START RECORD SET

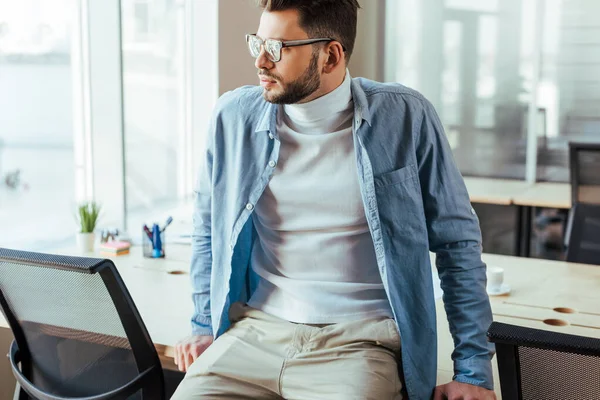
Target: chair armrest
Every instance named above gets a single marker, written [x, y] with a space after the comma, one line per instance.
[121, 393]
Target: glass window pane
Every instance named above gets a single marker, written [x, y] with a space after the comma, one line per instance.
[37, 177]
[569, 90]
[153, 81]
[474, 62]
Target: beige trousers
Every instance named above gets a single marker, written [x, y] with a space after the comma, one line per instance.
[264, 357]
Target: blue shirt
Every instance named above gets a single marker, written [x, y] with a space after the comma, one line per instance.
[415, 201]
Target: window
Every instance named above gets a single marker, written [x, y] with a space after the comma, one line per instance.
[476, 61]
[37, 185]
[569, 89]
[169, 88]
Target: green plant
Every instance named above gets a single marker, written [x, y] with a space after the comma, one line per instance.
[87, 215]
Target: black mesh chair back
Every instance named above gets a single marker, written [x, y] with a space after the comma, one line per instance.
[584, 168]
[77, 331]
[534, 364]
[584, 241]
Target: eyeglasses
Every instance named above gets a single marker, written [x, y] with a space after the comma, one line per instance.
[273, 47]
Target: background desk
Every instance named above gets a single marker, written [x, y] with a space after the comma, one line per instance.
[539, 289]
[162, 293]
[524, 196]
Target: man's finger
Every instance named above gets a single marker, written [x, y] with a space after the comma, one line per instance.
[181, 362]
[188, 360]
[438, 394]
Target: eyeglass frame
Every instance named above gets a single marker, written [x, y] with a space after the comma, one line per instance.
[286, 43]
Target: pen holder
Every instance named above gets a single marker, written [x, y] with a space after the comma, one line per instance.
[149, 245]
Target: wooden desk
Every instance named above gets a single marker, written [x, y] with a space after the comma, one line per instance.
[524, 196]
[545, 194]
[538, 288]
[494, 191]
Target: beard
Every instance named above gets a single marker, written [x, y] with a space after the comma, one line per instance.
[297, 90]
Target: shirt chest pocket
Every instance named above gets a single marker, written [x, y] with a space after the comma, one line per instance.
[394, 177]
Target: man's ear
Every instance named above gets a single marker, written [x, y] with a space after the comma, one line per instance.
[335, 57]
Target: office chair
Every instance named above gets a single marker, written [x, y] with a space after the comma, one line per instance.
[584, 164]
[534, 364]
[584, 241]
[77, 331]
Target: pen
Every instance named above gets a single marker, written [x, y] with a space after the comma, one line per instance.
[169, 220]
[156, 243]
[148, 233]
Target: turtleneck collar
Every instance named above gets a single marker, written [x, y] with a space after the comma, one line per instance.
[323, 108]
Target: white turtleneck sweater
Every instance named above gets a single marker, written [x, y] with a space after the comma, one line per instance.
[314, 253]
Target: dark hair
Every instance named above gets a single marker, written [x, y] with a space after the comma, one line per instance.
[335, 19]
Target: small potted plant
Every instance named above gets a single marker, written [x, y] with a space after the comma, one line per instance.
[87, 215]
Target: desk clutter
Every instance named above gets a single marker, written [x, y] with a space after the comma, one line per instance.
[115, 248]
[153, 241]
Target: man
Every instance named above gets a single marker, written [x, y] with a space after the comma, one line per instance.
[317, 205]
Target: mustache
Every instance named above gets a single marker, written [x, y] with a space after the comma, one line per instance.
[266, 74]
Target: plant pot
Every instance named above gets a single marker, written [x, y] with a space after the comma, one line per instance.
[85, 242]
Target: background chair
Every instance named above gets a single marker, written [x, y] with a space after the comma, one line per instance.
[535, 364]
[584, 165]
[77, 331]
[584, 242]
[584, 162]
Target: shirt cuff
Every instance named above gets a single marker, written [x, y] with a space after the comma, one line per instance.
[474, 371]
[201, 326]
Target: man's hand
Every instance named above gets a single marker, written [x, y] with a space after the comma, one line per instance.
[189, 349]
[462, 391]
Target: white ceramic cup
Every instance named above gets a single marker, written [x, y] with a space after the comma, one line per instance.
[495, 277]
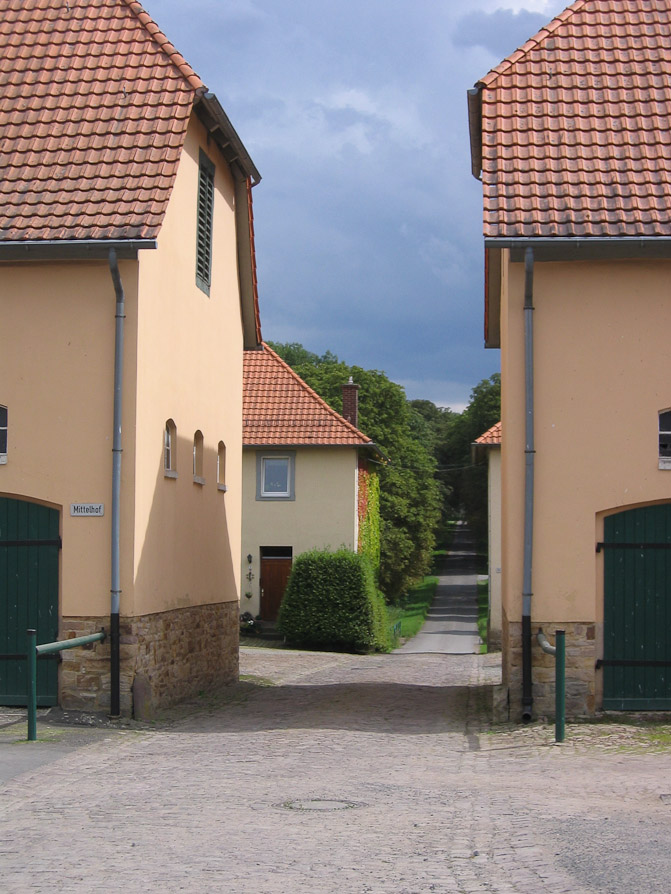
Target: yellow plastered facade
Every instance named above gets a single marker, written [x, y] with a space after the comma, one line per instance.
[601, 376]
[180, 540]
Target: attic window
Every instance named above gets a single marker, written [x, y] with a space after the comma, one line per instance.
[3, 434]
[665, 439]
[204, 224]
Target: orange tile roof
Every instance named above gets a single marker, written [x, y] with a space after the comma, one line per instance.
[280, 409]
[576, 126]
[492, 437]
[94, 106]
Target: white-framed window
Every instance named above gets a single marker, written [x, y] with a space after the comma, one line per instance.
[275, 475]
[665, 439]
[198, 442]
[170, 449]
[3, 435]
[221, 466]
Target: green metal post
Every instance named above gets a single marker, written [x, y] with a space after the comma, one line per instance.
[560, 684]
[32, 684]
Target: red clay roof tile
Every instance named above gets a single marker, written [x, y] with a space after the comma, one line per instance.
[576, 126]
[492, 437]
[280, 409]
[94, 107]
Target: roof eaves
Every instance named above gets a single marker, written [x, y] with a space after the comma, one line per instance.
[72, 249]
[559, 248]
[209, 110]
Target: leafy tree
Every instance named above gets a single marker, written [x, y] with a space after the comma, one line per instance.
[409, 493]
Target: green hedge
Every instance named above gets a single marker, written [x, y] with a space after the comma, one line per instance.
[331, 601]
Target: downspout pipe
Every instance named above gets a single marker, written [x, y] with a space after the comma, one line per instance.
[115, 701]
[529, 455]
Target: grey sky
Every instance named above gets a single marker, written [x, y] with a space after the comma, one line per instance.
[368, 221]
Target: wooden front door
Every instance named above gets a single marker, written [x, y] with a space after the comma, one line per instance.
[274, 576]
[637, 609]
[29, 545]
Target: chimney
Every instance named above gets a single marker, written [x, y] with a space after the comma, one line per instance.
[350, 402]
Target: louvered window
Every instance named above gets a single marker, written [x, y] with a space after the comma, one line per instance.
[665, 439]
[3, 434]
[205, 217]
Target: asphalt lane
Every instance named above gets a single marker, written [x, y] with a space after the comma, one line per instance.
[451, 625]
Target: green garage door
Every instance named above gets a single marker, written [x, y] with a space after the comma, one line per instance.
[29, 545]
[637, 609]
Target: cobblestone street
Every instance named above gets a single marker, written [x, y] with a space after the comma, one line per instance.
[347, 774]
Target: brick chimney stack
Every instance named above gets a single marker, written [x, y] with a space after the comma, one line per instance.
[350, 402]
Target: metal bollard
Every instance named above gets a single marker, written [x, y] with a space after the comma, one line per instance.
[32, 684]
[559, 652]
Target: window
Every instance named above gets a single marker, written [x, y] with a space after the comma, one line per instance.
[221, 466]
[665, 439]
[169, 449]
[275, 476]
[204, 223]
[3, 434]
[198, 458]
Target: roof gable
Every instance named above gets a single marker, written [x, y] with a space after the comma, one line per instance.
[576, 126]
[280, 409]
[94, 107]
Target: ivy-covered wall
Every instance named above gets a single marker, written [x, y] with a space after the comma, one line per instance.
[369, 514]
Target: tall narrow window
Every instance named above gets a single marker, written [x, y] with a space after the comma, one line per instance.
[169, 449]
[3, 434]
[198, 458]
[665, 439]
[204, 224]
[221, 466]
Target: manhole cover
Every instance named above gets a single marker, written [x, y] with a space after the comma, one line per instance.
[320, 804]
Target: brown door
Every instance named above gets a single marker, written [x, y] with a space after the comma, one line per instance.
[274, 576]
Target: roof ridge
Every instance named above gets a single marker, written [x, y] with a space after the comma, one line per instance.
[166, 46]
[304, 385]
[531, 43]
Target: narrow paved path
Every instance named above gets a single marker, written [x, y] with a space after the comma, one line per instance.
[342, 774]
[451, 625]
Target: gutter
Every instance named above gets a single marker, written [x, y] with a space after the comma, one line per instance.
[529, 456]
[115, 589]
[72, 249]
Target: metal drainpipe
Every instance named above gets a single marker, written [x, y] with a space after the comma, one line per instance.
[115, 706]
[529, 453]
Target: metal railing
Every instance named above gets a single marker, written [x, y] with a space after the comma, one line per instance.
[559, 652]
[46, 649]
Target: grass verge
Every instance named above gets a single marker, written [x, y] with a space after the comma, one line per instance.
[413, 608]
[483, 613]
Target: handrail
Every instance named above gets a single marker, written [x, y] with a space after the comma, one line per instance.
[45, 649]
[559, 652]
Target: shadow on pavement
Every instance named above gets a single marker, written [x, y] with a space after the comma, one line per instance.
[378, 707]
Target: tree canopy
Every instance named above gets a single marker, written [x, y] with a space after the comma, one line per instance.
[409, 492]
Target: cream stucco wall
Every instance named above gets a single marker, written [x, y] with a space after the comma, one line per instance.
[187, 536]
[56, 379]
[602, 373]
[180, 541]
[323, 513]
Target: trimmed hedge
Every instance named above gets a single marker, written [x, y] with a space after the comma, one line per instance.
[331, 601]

END RECORD SET
START RECORD SET

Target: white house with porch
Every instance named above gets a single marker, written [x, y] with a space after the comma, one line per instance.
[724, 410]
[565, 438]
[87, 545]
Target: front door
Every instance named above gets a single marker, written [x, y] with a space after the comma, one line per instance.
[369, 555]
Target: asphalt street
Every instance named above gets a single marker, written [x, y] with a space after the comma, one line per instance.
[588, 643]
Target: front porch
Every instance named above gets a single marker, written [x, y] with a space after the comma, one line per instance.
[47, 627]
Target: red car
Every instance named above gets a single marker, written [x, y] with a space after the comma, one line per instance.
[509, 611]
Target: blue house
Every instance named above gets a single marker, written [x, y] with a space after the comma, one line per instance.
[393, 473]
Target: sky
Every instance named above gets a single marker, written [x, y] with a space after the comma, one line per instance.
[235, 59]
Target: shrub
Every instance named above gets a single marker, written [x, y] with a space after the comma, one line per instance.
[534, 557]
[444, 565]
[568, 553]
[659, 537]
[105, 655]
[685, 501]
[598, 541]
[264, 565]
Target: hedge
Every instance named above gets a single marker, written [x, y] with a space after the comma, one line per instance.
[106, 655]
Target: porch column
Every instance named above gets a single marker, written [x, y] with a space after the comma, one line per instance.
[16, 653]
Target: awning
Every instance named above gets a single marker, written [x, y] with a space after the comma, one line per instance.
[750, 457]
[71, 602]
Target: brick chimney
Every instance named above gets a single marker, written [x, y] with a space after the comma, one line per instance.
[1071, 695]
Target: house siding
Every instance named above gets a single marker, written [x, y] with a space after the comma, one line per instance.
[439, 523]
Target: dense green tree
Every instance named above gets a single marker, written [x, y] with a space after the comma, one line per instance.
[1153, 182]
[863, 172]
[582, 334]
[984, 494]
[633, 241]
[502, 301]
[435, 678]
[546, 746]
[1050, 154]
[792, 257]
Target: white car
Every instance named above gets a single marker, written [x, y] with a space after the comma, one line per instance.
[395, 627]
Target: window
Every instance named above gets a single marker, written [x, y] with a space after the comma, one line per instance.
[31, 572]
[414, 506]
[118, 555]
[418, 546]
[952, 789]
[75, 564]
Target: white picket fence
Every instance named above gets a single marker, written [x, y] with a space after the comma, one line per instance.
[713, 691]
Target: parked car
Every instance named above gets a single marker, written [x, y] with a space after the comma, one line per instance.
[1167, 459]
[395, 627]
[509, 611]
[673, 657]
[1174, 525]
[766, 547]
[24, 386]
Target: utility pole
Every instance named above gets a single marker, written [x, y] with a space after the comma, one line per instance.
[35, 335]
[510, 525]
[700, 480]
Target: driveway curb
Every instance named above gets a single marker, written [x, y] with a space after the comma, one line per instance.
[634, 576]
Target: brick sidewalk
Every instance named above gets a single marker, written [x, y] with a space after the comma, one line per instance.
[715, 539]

END RECORD SET

● WORK TO COMPLETE: Only the lines above starting at the line that holds "Target: leafy tree" and ending at the line that holds "Target: downspout pipe" are to be repeated, exactly and in full.

● THE COMPLETED TASK:
Target: leafy tree
Every instance named above gets a single marker, written [x, y] with a space after the comma, one line per instance.
[409, 493]
Target: green hedge
Every instance named above gets a single marker, written [x, y] with a space after the comma, one line per instance.
[331, 601]
Target: downspout pipe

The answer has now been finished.